▶ _Passage shown_:

__________________________________________________

220 days till the last day of school
Say it ain't so - school already!?
This seems like the 1st year in a long time in which we start the school year with more hope than concern, more confidence than indecision.
It all started so innocently when our oldest entered Kindergarten. Never a problem, never a worry, nothing but excellent marks and remarks all around. Fortunately, this has held up and she enters 6th grade this year looking forward to a new teacher and new classmates.
Our youngest enters his last year of preschool. I don't know what next year's Kindergarten teacher is going to do with him; I guess we should start preparing her now :) He's the leader, he's stubborn, he's cute, and he's smart. I think he probably already knows everything he's supposed to learn in Kindergarten, but we'll worry about that later in the year.
So, what's the problem?
For Grant, it all started shortly before he was diagnosed, shortly after the regression. For kids younger than 3, they are handled by the county education dept. At the time, he had only been diagnosed with verbal apraxia, and we walked in wide-eyed and clueless. Looking back now, our vision of the situation was like being in the eye of the storm; we did not see all of the problems all around us even though it was right in front of us the whole time. Long story short, we later found out that the county folks knew that Grant was autistic but never mentioned anything to us - never made the slightest mention that we should have him checked for something else, never tried to help him. We lost a full year of early intervention. My only explanation is that sometimes people are just really stupid.

__________________________________________________

(Collection entries)

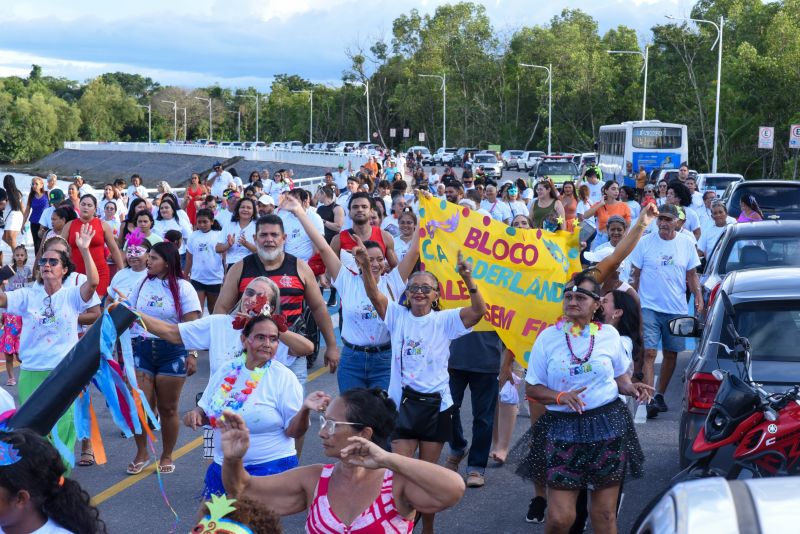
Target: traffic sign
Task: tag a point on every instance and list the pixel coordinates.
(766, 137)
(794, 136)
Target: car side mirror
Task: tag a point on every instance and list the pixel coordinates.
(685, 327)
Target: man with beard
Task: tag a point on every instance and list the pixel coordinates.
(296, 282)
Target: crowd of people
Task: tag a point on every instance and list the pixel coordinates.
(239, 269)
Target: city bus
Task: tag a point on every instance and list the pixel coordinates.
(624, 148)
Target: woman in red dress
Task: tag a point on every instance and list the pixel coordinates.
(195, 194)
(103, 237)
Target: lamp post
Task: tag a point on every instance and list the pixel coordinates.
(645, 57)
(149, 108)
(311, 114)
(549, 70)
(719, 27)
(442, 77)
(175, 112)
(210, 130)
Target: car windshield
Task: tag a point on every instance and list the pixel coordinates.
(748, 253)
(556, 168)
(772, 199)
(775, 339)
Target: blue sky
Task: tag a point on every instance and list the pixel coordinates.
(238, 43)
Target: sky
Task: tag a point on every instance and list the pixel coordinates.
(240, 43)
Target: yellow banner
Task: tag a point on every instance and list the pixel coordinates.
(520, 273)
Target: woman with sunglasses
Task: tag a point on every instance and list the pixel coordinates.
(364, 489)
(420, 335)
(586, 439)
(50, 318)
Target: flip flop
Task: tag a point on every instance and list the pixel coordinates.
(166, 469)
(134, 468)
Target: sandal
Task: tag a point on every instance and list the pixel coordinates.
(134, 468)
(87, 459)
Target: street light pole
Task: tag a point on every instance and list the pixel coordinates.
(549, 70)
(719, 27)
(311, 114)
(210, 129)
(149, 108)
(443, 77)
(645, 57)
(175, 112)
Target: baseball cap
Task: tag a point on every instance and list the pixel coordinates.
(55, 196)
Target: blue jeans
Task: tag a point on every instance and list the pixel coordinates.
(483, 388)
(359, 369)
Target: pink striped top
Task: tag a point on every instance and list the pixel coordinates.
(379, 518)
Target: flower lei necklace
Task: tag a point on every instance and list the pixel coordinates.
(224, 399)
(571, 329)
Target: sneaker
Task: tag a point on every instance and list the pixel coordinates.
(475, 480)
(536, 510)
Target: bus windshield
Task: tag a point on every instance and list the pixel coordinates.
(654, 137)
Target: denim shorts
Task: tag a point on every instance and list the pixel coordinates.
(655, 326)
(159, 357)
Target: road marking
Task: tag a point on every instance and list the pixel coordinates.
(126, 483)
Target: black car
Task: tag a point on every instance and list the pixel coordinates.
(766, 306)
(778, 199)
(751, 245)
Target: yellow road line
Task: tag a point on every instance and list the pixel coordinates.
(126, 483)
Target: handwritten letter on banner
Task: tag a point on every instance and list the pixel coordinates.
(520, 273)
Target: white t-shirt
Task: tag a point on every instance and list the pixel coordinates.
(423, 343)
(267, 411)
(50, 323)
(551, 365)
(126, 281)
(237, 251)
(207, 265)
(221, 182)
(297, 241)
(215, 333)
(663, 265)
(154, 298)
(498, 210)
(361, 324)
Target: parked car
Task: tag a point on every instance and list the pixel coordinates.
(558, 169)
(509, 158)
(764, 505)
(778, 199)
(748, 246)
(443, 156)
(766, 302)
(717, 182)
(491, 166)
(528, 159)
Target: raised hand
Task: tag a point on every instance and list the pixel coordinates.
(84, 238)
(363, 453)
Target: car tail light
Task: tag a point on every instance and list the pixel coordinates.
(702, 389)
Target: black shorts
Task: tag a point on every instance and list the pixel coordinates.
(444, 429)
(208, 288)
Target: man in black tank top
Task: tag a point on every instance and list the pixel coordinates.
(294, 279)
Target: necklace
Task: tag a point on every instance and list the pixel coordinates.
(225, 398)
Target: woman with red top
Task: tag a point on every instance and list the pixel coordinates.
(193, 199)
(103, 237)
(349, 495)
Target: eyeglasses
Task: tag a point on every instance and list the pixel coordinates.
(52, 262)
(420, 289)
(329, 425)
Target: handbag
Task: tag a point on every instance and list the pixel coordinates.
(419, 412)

__________________________________________________

▶ _List of tasks_:
a) According to the back-to-school post, what grade is the oldest child entering this year?
b) Continue the back-to-school post about the family's children from the point where it stops.

▶ _Exercise responses_:
a) 6th grade.

b)
So, Grant started school at 3 in a special day class for autistic kids. We have been so blessed with 2 great teachers and many great paraprofessionals along the way. For periods of time, not so much. Along the way, we learned all about IEPs, sticking up for our child, the world of speech therapy and occupational therapy. School was really, really hard for Grant the 1st 2 years or so, and summer school was worse. But then, he started learning. He started figuring out his role and that learning actually results in a better life for himself. And today, he walked into his class happy as a clam, eager to show up every day, eager to learn. We are so thankful for his current class, and this past summer school season. We are so thankful that he no longer walks into the class screaming and crying.
And, we're thankful to finally begin, again, a school year with more hope than concern.